— Directions for this task —
Rewrite every line of the items below as a Markdown table with the columns Row and Line, numbering each row and skipping blank lines. Leave the pictures out of the answer.

— Input data —
= = = = = = =

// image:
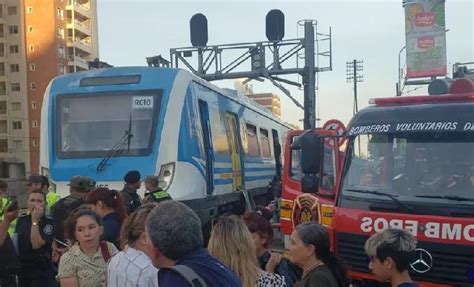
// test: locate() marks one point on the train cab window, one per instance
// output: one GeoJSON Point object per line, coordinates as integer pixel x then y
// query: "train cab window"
{"type": "Point", "coordinates": [97, 124]}
{"type": "Point", "coordinates": [265, 143]}
{"type": "Point", "coordinates": [252, 149]}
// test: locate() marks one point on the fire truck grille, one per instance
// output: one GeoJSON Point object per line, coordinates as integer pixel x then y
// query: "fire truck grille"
{"type": "Point", "coordinates": [451, 264]}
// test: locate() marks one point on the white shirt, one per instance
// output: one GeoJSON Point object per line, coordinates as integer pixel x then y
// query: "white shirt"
{"type": "Point", "coordinates": [130, 268]}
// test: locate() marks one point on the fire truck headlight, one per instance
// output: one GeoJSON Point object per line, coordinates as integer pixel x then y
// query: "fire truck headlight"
{"type": "Point", "coordinates": [470, 273]}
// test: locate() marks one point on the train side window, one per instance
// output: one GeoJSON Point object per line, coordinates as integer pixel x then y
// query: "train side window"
{"type": "Point", "coordinates": [265, 143]}
{"type": "Point", "coordinates": [252, 149]}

= = = = = = =

— Answer to the problem —
| Row | Line |
|---|---|
| 1 | // image: |
| 2 | // test: locate() marks one point on the train cab window, one per instance |
| 3 | // output: one GeoJSON Point object per line, coordinates as integer pixel x then y |
| 4 | // query: "train cab window" |
| 5 | {"type": "Point", "coordinates": [97, 124]} |
| 6 | {"type": "Point", "coordinates": [265, 143]} |
| 7 | {"type": "Point", "coordinates": [252, 149]} |
| 8 | // test: locate() marks one point on the fire truck grille, one per instance |
| 9 | // output: one GeoJSON Point object per line, coordinates as integer pixel x then y |
| 10 | // query: "fire truck grille" |
| 11 | {"type": "Point", "coordinates": [451, 264]} |
| 12 | // test: locate() marks one point on the white shirt, one per instance |
| 13 | // output: one GeoJSON Point object per line, coordinates as integer pixel x then y |
| 14 | // query: "white shirt" |
| 15 | {"type": "Point", "coordinates": [130, 268]} |
| 16 | // test: locate() marks one point on the fire truck headlight, one per instance |
| 17 | // output: one GeoJSON Point object per line, coordinates as integer pixel x then y |
| 18 | // query: "fire truck headlight" |
| 19 | {"type": "Point", "coordinates": [470, 273]} |
| 20 | // test: locate() marks one point on the train side window, one per instance |
| 21 | // output: one GeoJSON Point object per line, coordinates as integer pixel x then y |
| 22 | // query: "train side window" |
| 23 | {"type": "Point", "coordinates": [265, 143]} |
| 24 | {"type": "Point", "coordinates": [252, 149]} |